[DOCUMENT SEGMENT start]

= Fuse (radio program) =

Canadian radio program

Fuse is a Canadian radio program, which aired on CBC Radio One, CBC Radio 2 and CBC Radio 3. Premiering in 2005, each week the program paired two (and occasionally three or more) Canadian musicians for an hour-long concert in which the artists collaborated on a mix of material by all of the involved artists as well as cover songs.

==History==

Fuse first aired in 2005 as a summer program by the producers of Bandwidth, the network's regional arts and culture program in Ontario. It aired following Vinyl Tap, taking over the final hour of Finkleman's 45s' timeslot.

The show completed its original run in October 2005, and was replaced by the weekend edition of The National Playlist. After National Playlist was cancelled, Fuse rejoined the CBC schedule in the spring of 2006.

The program's original host, Amanda Putz, moved with her husband to Hong Kong in the fall of 2006. She was replaced by former Ontario Today host Alan Neal. Putz returned to the program in September 2007.

The program's pairing of Gord Downie with The Sadies led them to collaborate on the 2014 album And the Conquering Sun.

[DOCUMENT SEGMENT end]

TO DO:
a) Translate this sentence from the Fuse radio program article into French: "She was replaced by former Ontario Today host Alan Neal."
b) From the Fuse radio program article, extract the passage starting with "Fuse first aired" and going on through "in September 2007.".
c) List every radio program other than Fuse that the Fuse radio program article names.

[EXTRACTED RECORDS start]

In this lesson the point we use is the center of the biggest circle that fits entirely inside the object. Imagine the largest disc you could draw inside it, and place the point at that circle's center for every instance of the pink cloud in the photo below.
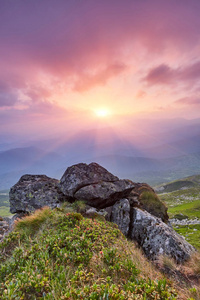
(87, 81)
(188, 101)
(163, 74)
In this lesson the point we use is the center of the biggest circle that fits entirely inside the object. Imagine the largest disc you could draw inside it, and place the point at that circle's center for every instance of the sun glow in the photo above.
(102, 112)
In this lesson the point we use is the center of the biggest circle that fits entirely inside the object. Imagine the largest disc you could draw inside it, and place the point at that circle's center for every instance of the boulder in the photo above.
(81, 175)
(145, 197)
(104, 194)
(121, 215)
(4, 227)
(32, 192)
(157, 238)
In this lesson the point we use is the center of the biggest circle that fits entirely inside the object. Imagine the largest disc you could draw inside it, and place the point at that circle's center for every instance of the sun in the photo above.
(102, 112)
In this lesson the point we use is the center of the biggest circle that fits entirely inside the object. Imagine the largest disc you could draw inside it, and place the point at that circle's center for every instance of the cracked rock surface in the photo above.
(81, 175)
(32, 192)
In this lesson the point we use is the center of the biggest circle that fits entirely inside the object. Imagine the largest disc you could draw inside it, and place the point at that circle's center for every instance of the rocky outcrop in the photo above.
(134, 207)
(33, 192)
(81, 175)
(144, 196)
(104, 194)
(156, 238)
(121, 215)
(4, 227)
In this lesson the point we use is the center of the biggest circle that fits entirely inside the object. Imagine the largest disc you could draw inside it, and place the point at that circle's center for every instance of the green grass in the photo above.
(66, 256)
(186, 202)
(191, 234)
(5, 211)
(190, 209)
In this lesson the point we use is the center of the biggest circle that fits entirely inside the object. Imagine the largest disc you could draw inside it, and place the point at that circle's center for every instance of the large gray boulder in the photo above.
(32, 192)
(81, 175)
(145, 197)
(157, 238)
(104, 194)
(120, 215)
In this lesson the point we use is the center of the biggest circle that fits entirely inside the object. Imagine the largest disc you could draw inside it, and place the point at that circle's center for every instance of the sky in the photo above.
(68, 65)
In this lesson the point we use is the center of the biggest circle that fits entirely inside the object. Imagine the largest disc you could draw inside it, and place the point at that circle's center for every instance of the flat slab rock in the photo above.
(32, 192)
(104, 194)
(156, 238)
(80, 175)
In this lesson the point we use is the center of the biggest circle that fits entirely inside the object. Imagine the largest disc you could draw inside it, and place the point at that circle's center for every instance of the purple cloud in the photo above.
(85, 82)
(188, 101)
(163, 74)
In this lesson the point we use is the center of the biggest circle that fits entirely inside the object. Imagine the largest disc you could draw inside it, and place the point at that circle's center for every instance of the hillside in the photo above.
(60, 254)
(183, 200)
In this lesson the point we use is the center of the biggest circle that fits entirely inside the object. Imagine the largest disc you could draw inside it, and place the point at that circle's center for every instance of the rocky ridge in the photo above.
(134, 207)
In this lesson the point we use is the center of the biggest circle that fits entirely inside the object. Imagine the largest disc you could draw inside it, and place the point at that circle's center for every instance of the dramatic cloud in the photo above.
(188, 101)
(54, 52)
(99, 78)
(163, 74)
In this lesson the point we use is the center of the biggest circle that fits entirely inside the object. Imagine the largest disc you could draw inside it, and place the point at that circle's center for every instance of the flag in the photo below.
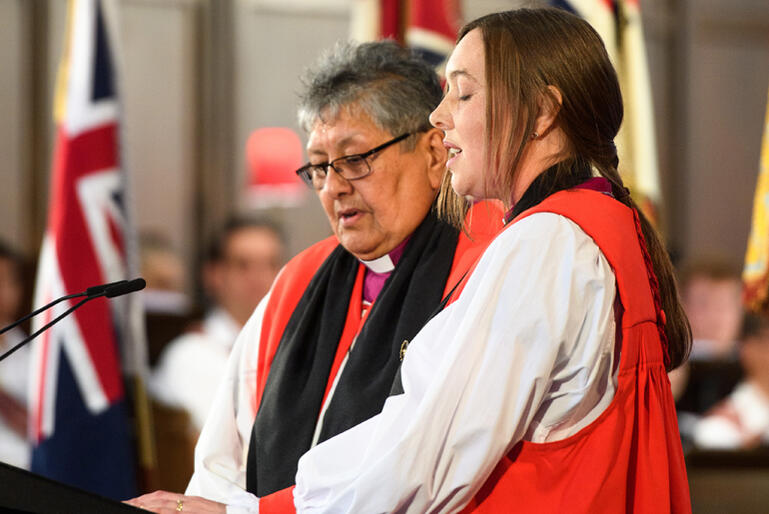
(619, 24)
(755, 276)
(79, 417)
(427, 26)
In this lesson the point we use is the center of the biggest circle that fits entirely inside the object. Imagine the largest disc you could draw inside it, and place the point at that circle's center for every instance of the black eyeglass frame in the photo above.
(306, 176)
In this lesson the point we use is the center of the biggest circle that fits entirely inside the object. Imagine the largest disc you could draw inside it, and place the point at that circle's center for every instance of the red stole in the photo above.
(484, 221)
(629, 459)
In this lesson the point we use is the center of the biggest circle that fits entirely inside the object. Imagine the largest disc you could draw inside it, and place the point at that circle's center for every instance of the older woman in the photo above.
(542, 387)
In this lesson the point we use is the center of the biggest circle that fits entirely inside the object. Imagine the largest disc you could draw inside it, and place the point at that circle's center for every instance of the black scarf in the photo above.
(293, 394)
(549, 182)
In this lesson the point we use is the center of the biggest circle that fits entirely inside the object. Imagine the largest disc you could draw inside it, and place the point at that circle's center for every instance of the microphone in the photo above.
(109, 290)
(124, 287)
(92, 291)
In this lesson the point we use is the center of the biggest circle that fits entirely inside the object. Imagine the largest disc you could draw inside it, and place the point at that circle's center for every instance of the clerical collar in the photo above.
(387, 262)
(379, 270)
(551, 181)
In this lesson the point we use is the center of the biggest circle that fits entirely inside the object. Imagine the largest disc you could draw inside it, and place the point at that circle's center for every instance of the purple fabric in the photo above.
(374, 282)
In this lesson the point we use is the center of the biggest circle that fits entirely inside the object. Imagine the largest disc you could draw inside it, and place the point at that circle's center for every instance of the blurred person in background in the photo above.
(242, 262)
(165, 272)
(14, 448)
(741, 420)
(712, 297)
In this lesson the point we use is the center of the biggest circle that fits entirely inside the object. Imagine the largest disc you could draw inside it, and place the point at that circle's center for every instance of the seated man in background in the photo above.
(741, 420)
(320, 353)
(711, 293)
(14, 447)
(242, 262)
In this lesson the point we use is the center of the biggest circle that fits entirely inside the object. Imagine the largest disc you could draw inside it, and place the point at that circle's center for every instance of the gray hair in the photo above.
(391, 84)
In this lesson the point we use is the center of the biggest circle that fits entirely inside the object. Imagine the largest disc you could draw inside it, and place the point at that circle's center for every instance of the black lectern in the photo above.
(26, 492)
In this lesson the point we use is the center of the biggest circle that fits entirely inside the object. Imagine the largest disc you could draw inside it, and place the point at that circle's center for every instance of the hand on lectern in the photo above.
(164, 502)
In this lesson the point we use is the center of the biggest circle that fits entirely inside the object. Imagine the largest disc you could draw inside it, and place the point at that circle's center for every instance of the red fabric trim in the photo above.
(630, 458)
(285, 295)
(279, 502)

[EXTRACTED RECORDS end]
[EXTRACTED RECORDS start]

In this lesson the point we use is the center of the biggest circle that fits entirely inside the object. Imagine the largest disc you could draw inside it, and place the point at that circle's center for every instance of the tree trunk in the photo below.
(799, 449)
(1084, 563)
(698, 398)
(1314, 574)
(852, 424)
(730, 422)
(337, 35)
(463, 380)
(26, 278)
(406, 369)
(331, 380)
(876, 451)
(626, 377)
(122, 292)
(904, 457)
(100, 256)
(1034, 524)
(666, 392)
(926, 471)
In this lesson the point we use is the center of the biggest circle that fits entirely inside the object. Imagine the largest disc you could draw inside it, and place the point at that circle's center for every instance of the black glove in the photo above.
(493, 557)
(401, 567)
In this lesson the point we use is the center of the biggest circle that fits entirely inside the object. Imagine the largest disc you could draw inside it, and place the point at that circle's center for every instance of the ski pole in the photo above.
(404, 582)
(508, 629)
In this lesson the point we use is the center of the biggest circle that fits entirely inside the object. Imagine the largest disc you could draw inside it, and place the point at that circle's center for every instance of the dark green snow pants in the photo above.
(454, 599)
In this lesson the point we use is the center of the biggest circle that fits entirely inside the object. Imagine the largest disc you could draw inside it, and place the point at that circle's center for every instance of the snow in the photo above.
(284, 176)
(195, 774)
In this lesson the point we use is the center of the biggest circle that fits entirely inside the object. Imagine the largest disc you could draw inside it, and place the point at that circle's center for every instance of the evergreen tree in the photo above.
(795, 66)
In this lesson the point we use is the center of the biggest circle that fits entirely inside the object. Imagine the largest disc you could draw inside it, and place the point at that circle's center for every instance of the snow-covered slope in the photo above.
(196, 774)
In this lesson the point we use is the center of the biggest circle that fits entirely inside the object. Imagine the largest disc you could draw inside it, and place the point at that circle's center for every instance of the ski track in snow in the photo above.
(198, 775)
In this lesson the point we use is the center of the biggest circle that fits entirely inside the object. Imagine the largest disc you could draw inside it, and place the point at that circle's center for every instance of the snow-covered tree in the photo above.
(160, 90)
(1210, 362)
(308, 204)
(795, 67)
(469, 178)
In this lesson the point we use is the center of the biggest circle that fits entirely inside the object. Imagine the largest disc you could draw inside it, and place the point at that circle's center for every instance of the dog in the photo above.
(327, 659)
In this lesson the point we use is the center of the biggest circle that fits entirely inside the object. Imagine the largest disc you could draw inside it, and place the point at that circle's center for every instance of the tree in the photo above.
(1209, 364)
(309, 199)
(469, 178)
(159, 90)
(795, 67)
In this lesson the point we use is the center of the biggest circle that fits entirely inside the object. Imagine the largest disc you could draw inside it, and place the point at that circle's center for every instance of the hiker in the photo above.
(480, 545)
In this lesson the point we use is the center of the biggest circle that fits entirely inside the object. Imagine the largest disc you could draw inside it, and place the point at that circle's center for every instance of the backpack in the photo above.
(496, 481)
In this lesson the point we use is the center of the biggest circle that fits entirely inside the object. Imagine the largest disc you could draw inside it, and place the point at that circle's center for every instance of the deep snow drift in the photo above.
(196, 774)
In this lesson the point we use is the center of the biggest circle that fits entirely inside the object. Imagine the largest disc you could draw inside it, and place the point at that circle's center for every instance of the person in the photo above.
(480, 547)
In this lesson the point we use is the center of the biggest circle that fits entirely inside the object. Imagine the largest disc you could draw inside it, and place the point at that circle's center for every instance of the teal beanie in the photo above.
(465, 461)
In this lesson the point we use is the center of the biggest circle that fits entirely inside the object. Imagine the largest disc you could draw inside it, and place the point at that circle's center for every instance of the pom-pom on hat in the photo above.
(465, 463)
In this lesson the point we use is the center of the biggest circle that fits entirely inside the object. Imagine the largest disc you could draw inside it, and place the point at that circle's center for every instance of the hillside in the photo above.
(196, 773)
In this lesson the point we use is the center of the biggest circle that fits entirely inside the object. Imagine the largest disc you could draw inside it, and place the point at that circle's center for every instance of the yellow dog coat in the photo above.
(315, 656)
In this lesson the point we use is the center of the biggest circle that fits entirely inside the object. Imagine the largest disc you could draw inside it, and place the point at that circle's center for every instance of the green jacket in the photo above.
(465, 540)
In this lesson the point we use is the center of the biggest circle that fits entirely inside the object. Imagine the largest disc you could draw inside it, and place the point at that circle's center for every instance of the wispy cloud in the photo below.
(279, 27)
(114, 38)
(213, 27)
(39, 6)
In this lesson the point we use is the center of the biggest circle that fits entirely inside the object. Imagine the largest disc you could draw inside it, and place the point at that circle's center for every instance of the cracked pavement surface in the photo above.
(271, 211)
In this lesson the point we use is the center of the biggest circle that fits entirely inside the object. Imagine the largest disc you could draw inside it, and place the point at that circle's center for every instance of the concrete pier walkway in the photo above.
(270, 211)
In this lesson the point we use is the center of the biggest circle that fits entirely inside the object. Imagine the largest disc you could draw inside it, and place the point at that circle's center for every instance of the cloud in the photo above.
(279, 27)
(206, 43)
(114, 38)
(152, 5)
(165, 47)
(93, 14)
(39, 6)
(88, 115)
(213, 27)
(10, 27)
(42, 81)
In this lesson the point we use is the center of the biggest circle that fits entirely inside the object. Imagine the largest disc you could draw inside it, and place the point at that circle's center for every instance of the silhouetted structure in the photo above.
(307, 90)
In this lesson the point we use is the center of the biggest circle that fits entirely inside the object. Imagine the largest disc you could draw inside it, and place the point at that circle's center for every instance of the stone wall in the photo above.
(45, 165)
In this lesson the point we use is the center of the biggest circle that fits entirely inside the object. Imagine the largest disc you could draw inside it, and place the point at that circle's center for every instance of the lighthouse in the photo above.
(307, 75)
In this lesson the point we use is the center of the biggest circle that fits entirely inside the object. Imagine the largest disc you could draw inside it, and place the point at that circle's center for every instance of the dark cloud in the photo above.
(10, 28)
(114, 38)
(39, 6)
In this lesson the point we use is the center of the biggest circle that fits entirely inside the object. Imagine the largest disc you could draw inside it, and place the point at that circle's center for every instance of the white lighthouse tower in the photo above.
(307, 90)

[EXTRACTED RECORDS end]

RESPONSES IN ORDER:
a) Elle a été remplacée par Alan Neal, ancien animateur de l'émission Ontario Today.

b)
Fuse first aired in 2005 as a summer program by the producers of Bandwidth, the network's regional arts and culture program in Ontario. It aired following Vinyl Tap, taking over the final hour of Finkleman's 45s' timeslot.

The show completed its original run in October 2005, and was replaced by the weekend edition of The National Playlist. After National Playlist was cancelled, Fuse rejoined the CBC schedule in the spring of 2006.

The program's original host, Amanda Putz, moved with her husband to Hong Kong in the fall of 2006. She was replaced by former Ontario Today host Alan Neal. Putz returned to the program in September 2007.

c)
- Bandwidth
- Vinyl Tap
- Finkleman's 45s
- The National Playlist
- Ontario Today